[INPUT DATA]
--------------------
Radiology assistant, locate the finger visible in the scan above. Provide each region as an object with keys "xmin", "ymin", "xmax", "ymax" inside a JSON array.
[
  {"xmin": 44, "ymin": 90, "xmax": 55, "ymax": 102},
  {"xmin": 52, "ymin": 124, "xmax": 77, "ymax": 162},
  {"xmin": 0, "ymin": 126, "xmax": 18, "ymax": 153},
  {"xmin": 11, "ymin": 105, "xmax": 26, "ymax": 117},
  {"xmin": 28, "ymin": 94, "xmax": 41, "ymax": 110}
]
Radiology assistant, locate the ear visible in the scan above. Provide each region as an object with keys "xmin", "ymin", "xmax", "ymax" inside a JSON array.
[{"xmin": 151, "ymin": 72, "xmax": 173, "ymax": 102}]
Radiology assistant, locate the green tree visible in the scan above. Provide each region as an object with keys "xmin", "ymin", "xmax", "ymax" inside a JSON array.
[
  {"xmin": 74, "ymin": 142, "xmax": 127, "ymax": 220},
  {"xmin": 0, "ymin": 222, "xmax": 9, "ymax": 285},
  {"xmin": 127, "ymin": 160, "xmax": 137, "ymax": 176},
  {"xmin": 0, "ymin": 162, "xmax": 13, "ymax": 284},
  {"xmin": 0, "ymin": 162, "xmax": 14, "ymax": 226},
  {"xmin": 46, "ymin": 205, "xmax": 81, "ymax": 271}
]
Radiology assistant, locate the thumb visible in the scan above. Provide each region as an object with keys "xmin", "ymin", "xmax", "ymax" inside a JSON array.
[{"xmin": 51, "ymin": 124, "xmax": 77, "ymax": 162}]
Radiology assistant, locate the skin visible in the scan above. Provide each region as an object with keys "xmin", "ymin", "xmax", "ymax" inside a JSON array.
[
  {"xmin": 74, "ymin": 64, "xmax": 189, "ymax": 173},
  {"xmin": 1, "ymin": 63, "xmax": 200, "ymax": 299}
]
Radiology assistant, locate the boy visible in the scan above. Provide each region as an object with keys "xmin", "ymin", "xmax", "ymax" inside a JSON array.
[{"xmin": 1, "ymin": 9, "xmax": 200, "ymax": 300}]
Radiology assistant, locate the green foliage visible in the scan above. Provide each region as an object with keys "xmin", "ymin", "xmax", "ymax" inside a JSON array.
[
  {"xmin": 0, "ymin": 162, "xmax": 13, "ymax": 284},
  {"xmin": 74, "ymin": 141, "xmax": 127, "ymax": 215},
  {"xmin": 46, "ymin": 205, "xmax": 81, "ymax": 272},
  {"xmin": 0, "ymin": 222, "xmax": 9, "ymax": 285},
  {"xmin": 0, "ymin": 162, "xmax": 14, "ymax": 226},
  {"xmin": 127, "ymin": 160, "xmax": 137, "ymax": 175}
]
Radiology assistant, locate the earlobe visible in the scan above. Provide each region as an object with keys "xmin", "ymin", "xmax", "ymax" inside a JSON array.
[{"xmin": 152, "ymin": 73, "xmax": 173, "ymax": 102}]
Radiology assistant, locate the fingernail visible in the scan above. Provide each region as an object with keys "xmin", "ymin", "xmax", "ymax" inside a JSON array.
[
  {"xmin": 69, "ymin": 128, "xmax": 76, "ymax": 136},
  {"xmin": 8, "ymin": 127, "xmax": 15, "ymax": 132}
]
--------------------
[INSTRUCTIONS FOR THE TASK]
Line by line, repeat the data exactly.

[REPLY TO THE EXERCISE]
Radiology assistant, locate the finger visible in the scan above. Provide each region as an object with keys "xmin", "ymin", "xmax", "ymax" inside a JSON array.
[
  {"xmin": 44, "ymin": 90, "xmax": 55, "ymax": 102},
  {"xmin": 52, "ymin": 124, "xmax": 77, "ymax": 162},
  {"xmin": 0, "ymin": 126, "xmax": 18, "ymax": 153},
  {"xmin": 11, "ymin": 105, "xmax": 26, "ymax": 117},
  {"xmin": 28, "ymin": 94, "xmax": 41, "ymax": 110}
]
Radiology assistant, locate the ear visible in the scan above. Provide each region as an object with keys "xmin", "ymin", "xmax", "ymax" inside a JSON array.
[{"xmin": 151, "ymin": 72, "xmax": 173, "ymax": 102}]
Radiology assistant, locate the green tree visible in the scan above. Provide each region as an object with keys "xmin", "ymin", "xmax", "ymax" inside a JSON array.
[
  {"xmin": 74, "ymin": 142, "xmax": 127, "ymax": 220},
  {"xmin": 0, "ymin": 222, "xmax": 9, "ymax": 285},
  {"xmin": 127, "ymin": 160, "xmax": 137, "ymax": 176},
  {"xmin": 0, "ymin": 162, "xmax": 13, "ymax": 284},
  {"xmin": 0, "ymin": 162, "xmax": 14, "ymax": 226},
  {"xmin": 46, "ymin": 205, "xmax": 81, "ymax": 271}
]
Radiology assistant, locate the thumb visible in the scan above. Provide each region as an object with keys "xmin", "ymin", "xmax", "ymax" inside a JSON array.
[{"xmin": 51, "ymin": 124, "xmax": 77, "ymax": 162}]
Radiology assistant, locate the skin visible in the scan above. Provide each region as an object with keys "xmin", "ymin", "xmax", "ymax" inside a JSON array.
[
  {"xmin": 74, "ymin": 64, "xmax": 189, "ymax": 173},
  {"xmin": 1, "ymin": 63, "xmax": 200, "ymax": 299}
]
Radiology assistant, locate the boy visible in the scan above. Provide each region as an object with keys "xmin", "ymin", "xmax", "ymax" inside a JSON array.
[{"xmin": 1, "ymin": 9, "xmax": 200, "ymax": 300}]
Radiology assistant, locate the green foliage visible in the scan above. Provide each region as an object with keys "xmin", "ymin", "xmax", "ymax" inside a JSON array.
[
  {"xmin": 0, "ymin": 162, "xmax": 13, "ymax": 284},
  {"xmin": 74, "ymin": 141, "xmax": 127, "ymax": 215},
  {"xmin": 46, "ymin": 205, "xmax": 81, "ymax": 272},
  {"xmin": 0, "ymin": 222, "xmax": 9, "ymax": 285},
  {"xmin": 0, "ymin": 162, "xmax": 14, "ymax": 226},
  {"xmin": 127, "ymin": 160, "xmax": 137, "ymax": 175}
]
Radiology assistant, locate the earlobe visible in the scan above. Provide each region as an object with keys "xmin", "ymin", "xmax", "ymax" inside a JSON array.
[{"xmin": 152, "ymin": 73, "xmax": 173, "ymax": 102}]
Radiology assistant, locate the fingernail visible in the scan above. Provide each region as an object with keys "xmin", "ymin", "xmax", "ymax" inside a JSON array.
[
  {"xmin": 69, "ymin": 128, "xmax": 76, "ymax": 136},
  {"xmin": 8, "ymin": 127, "xmax": 15, "ymax": 132}
]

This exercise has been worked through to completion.